[Point-per-instance localization data]
= Beginning of Section =

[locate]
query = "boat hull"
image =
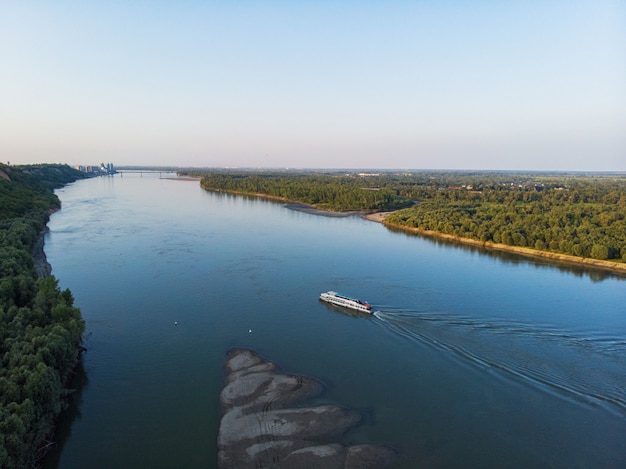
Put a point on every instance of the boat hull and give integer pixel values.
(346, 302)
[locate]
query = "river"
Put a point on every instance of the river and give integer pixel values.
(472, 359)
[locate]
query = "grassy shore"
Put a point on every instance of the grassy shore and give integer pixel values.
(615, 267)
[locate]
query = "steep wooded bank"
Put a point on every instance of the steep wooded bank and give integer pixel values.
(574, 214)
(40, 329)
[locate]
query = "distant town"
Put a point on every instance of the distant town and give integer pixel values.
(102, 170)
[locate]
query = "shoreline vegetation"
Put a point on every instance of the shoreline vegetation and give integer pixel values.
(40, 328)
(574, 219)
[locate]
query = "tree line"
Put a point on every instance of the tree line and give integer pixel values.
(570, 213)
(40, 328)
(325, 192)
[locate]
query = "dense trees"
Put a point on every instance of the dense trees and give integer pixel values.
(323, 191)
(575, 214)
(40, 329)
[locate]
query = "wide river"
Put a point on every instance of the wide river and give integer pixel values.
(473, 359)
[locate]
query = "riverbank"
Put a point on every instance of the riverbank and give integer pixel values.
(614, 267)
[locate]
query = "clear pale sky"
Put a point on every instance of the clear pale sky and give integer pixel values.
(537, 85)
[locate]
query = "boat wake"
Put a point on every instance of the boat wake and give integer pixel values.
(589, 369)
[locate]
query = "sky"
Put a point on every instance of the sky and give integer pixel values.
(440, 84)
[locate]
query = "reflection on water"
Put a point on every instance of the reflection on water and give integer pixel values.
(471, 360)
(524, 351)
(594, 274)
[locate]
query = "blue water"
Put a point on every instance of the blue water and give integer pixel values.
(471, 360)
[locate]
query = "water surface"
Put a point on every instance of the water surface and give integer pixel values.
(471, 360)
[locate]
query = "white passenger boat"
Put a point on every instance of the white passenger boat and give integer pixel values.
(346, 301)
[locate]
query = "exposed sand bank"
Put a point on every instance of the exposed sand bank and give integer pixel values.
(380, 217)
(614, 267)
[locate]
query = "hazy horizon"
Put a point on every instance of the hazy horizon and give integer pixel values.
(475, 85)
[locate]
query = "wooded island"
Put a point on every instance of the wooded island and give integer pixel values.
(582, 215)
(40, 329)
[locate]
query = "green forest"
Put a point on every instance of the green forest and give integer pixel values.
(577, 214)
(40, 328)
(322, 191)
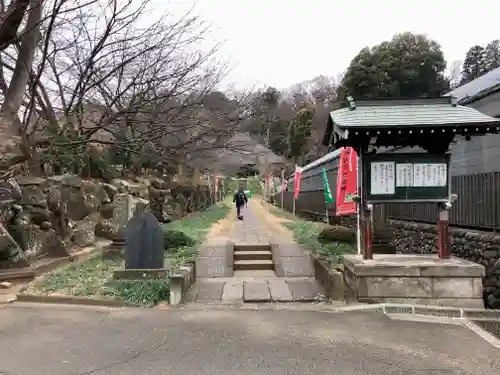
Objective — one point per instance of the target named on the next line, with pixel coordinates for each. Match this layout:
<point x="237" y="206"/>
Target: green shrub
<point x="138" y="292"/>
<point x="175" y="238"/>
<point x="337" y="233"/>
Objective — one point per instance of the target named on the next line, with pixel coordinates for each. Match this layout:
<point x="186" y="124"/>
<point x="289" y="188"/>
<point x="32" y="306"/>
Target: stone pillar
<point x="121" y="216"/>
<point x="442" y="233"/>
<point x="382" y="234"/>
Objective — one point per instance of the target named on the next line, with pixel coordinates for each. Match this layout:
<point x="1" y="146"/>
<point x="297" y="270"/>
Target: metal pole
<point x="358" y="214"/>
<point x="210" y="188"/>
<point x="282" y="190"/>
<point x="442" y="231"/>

= End of Section =

### Work task
Excluding the pictures, restate the records above word for word.

### Solution below
[locate]
query = "boat hull"
image =
Put a point on every instance of the boat hull and give integer pixel values.
(346, 302)
[locate]
query = "river"
Put a point on every instance of the river and give integer pixel values.
(472, 359)
[locate]
query = "grassy shore"
Put a point on every instance of the grassy shore and give integer pixel values.
(615, 267)
[locate]
query = "steep wooded bank"
Put a point on every instance of the steep wooded bank and give integer pixel values.
(574, 214)
(40, 329)
[locate]
query = "distant town"
Put a point on every instance of the distant town and give integer pixel values.
(102, 170)
[locate]
query = "shoreline vegetation"
Put a point on every instance of the shoreline vegetation and give integer pixel values.
(40, 328)
(574, 219)
[locate]
query = "tree line"
Put a point on every instance of the tree line and give integer pixel values.
(570, 213)
(40, 328)
(325, 192)
[locate]
query = "dense trees"
Put a point on every instance of the dense trees and give integer pixel values.
(323, 191)
(575, 214)
(40, 329)
[locate]
query = "wide river"
Put a point on every instance of the wide river and give integer pixel values.
(473, 359)
[locate]
query = "riverbank"
Put a point on every instance of the riverbank and give integer pixel values.
(614, 267)
[locate]
query = "clear pale sky"
Put a point on every instance of the clear pale sky and give integer pixel values.
(537, 85)
[locate]
query = "boat wake"
Put a point on every instance of the boat wake and give integer pixel values.
(589, 369)
[locate]
query = "sky"
Put a point on every instance of the sky and give integer pixel values.
(440, 84)
[locate]
query = "reflection on water"
Put a point on every instance of the reflection on water and give integer pixel values.
(471, 360)
(524, 351)
(594, 274)
[locate]
query = "blue water"
Put a point on every instance of the blue water and give integer pixel values.
(471, 360)
[locate]
query = "water surface"
Put a point on every instance of the water surface and give integer pixel values.
(471, 360)
[locate]
query = "white passenger boat"
Put a point on every instance of the white passenger boat and give integer pixel values.
(346, 301)
[locate]
query = "exposed sand bank"
Put a point on every instance of the exposed sand bank and give integer pixel values.
(380, 217)
(614, 267)
[locate]
query = "hazy horizon"
Put a point on every instance of the hazy horizon and give integer pixel values.
(475, 85)
[locate]
query = "wooded island"
Put a point on every instance of the wooded island and give integer pixel values.
(582, 215)
(40, 329)
[locate]
query = "green forest"
Put a point on every instance of the green forest and give integer pixel values.
(577, 214)
(40, 328)
(322, 191)
Objective — one point per instance of the target named on the next line, with pixel coordinates for each. Match this layout:
<point x="237" y="206"/>
Target: green shrub
<point x="138" y="292"/>
<point x="175" y="238"/>
<point x="337" y="233"/>
Objective — one point per instance of the target named on the next line, with pixel coordinates for each. Match this layout:
<point x="186" y="124"/>
<point x="289" y="188"/>
<point x="32" y="306"/>
Target: stone pillar
<point x="121" y="216"/>
<point x="442" y="233"/>
<point x="382" y="234"/>
Objective — one point per instance of the target named on the next line, with pixel coordinates for each. Match this layout:
<point x="1" y="146"/>
<point x="297" y="270"/>
Target: metal pole
<point x="358" y="214"/>
<point x="210" y="188"/>
<point x="282" y="190"/>
<point x="442" y="231"/>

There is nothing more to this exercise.